==== SUPPLIED MATERIAL

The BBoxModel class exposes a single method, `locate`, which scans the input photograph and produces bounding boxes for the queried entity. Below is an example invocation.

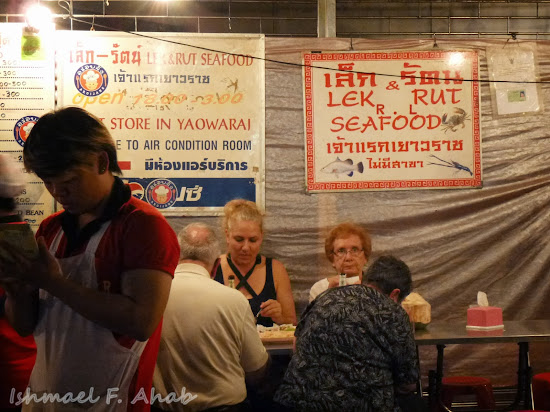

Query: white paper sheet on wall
[486,45,542,116]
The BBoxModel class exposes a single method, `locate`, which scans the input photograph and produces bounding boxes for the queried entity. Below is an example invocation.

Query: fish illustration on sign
[321,157,364,177]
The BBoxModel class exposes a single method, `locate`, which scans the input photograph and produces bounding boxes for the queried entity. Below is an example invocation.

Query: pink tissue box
[466,306,504,330]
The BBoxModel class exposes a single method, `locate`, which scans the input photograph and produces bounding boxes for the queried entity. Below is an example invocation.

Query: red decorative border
[308,179,482,191]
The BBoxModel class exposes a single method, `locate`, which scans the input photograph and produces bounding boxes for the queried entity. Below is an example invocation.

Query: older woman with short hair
[309,222,372,302]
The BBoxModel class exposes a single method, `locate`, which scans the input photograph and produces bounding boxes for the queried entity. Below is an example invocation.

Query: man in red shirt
[0,107,179,411]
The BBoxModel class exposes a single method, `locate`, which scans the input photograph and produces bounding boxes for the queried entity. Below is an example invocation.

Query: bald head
[186,225,211,243]
[177,223,220,271]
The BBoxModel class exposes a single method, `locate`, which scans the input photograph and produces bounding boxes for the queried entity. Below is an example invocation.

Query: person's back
[276,285,417,411]
[153,223,268,412]
[275,256,421,412]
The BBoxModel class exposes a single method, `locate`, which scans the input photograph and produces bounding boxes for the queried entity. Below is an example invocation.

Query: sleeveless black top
[213,256,277,327]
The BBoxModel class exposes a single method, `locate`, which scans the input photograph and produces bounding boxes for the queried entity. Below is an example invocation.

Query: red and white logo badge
[74,64,108,96]
[146,179,177,209]
[13,116,39,147]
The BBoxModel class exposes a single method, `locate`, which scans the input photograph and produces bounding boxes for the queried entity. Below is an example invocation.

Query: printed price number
[2,91,20,97]
[132,92,244,106]
[133,93,188,105]
[0,80,27,88]
[3,70,16,76]
[191,92,243,105]
[1,60,18,66]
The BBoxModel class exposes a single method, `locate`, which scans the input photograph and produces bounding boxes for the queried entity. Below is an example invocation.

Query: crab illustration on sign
[441,108,470,133]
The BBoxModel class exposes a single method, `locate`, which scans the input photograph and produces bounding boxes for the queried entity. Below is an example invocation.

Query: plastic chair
[440,376,496,411]
[533,372,550,411]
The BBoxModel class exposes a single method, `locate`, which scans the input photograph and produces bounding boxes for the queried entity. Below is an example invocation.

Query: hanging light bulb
[22,4,53,60]
[25,4,53,33]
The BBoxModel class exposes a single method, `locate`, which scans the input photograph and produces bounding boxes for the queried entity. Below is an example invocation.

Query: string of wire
[55,5,547,86]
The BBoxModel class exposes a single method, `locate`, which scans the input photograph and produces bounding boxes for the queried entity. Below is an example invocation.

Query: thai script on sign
[113,70,210,84]
[177,185,203,202]
[145,158,248,171]
[327,139,463,154]
[366,158,424,169]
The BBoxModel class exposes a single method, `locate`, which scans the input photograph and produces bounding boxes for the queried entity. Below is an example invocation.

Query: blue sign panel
[122,177,256,209]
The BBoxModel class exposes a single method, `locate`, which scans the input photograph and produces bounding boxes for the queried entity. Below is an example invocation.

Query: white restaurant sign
[303,50,481,192]
[56,32,265,215]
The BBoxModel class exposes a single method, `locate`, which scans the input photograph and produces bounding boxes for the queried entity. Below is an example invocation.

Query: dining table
[415,319,550,411]
[261,337,294,356]
[259,319,550,410]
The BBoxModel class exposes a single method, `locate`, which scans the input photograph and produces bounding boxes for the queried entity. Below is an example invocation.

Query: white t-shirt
[153,263,268,412]
[308,276,361,303]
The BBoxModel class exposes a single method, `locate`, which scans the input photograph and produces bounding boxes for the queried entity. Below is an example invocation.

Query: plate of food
[257,324,296,343]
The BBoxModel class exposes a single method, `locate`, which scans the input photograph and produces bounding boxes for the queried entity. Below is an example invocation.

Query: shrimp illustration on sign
[321,157,364,178]
[427,154,473,176]
[441,107,470,133]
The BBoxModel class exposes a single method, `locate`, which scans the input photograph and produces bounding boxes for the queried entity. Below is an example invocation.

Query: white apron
[23,223,147,412]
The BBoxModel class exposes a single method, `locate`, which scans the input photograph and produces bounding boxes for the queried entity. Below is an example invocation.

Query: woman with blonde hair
[213,199,296,326]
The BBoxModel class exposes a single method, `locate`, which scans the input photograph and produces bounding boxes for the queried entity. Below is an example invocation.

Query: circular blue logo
[74,64,108,96]
[13,115,39,147]
[146,179,178,209]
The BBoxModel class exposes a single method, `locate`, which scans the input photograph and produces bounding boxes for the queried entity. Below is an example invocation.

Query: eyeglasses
[333,247,364,258]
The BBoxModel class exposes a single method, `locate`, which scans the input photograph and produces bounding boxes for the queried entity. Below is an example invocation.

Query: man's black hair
[363,255,412,302]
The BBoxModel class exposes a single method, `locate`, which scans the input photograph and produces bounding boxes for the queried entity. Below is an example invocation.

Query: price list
[0,23,55,230]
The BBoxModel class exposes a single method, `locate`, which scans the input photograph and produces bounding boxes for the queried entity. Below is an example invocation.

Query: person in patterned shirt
[274,255,425,412]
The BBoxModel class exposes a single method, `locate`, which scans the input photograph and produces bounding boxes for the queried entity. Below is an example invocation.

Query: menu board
[0,23,55,230]
[56,31,265,216]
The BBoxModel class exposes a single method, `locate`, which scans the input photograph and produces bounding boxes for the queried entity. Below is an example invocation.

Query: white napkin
[477,291,489,307]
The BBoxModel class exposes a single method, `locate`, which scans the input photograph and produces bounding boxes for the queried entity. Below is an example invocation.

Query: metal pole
[317,0,335,38]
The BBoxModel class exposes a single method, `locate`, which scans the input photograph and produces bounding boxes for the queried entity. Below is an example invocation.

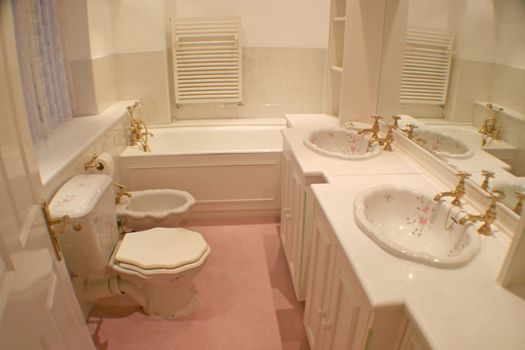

========

## ASSIGNMENT
The lines from the one containing "Query: menu board" through the last line of the data above are to be transcribed exactly, both included, with all pictures left out.

## SOLUTION TO THE EXERCISE
Query: menu board
[0,23,55,230]
[56,31,265,216]
The BBoxModel class exposes a single method, `locate`, which scans the input photograph and produces bounding boxes for the queried entity. Below is an example invocation.

Query: white napkin
[477,291,489,307]
The BBoxModel class exposes a single method, `locate`, which scans the input photograph and produces bounding boxes for the queried entity. Below is an example invocation.

Query: metal pole
[317,0,335,38]
The BBoxModel class exposes a single method, `locate`, which scans the input photograph and produces bounding boxes for the queried entity. Below is an example invocation.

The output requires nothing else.